== DOCUMENT SEGMENT ==
—————
When you go out to eat, you usually only have face-to-face interactions with the front-of-house staff — your server, and maybe a hostess. They’re basically the diplomats of the food world, charged with creating a welcoming environment for you, the customer. The chef, on the other hand, is back in the kitchen, toiling away to create beautiful and delicious meals for everyone in the restaurant. And while many tweaks and alterations can easily be made, there are a few special orders that will make your chef hate you — and not for the reasons you might think. Of course, they won’t be able to say anything to your face, but just know you are getting some major side-eye.

Cooking in a commercial kitchen is all about rhythm. Like a drummer or an orchestra conductor, the chef delegates and evaluates over and over throughout a dinner shift, keeping all of the sous chefs and line cooks on pace to serve customers the most delicious food possible in a timely manner. It’s basically instantaneous art. You commission a piece by your favorite artist (the chef), and within 20 minutes, it’s done and in front of you, ready to be enjoyed.

Keep your chef happy — don’t disrupt that finely tuned flow. What are the things that bug your chef the most? I asked a few of my chef friends in Los Angeles to hear what they had to say, and their responses may surprise you. Here are a few things that qualify.
—————
== PROBLEMS AND TASKS ==
**1.** Reproduce the passage on restaurant kitchens word for word, from "Cooking in a" to "things that qualify.".
**2.** Write the next part of the piece on special orders that annoy chefs, picking up after its final sentence.
The records have nothing to do with this; only the text about restaurant chefs matters.

== STORED DATA ==
—————
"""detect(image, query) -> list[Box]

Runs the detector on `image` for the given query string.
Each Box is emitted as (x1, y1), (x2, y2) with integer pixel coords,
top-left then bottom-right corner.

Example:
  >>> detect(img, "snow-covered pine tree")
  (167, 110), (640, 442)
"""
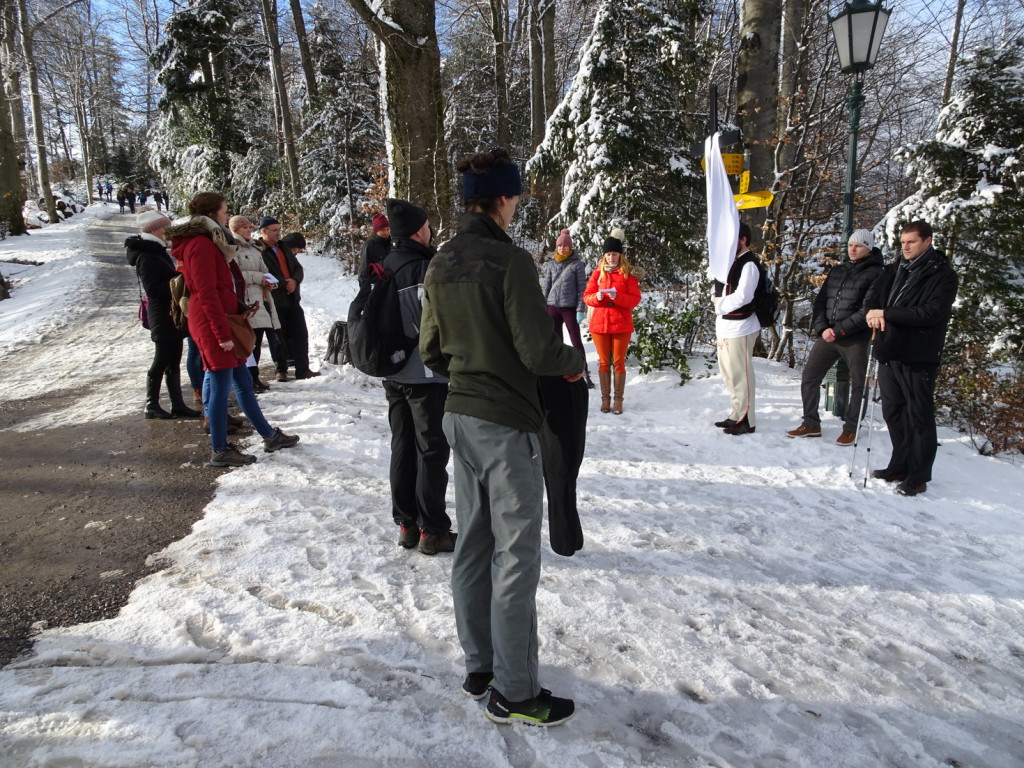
(150, 0), (269, 210)
(885, 38), (1024, 450)
(299, 11), (385, 256)
(527, 0), (706, 283)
—————
== YOUR RESPONSES ==
**1.**
Cooking in a commercial kitchen is all about rhythm. Like a drummer or an orchestra conductor, the chef delegates and evaluates over and over throughout a dinner shift, keeping all of the sous chefs and line cooks on pace to serve customers the most delicious food possible in a timely manner. It’s basically instantaneous art. You commission a piece by your favorite artist (the chef), and within 20 minutes, it’s done and in front of you, ready to be enjoyed.

Keep your chef happy — don’t disrupt that finely tuned flow. What are the things that bug your chef the most? I asked a few of my chef friends in Los Angeles to hear what they had to say, and their responses may surprise you. Here are a few things that qualify.

**2.**
1. Swapping out sides that come with your meal

You want fries instead of the salad your order is supposed to come with? I totally hear you — but many meals on restaurant menus are designed with specific sides to maximize productivity. I’m completely guilty of this one, because French fries are my favorite. If the menu gives you side options, then by all means go wild. But, if a meal is specifically described as coming with mashed potatoes, maybe we should all just eat the mashed potatoes. Avoid being that girl.

2. Ordering child-sized portions of meals that aren’t on the kids’ menu

So your kid is a veritable culinary Dora The Explorer, hmm? If your son or daughter really wants to eat a shrimp fettuccine with capers and fried shallots on top, go ahead and order it, but don’t expect your chef to downsize portions — or price, for that matter. There’s not a chance your server is going to give you a discount just because you’re dining with a miniature human.

3. Confusing dietary requests

Unless you actually have gluten sensitivity, you are just making things harder on everyone by asking that parts of your meal be gluten-free. Seriously, ordering a sandwich protein-style (no bread) with a soup that’s thickened with flour is going to get you a major eye-roll in the kitchen. Chefs are very attuned to the presentation of your meal, and ordering a slab of meat with nothing to soak up the juices is not going to be as attractive as the original recipe.

4. Asking for meat substitutions

With the exception of swapping out burger patties, asking for the braised lamb with chicken instead of lamb is going to give your chef grey hair. Usually, a server will be versed enough in the goings-on of the kitchen to respond with a reluctant, “I’ll ask.” If the chef, for some reason, says yes to this absurd request, consider it your lucky day, because the answer will almost always be no.

5. The “pecan pie, no nuts” phenomenon

If you are allergic to bell peppers, maybe ordering the chili isn’t the greatest idea in the world. Asking the chef to just whip up a new batch of something that’s made ahead of time is inconsiderate, and slows everyone down while they attempt to re-chop and recreate their existing recipe to accommodate your request. C’mon, guys. Just don’t do it.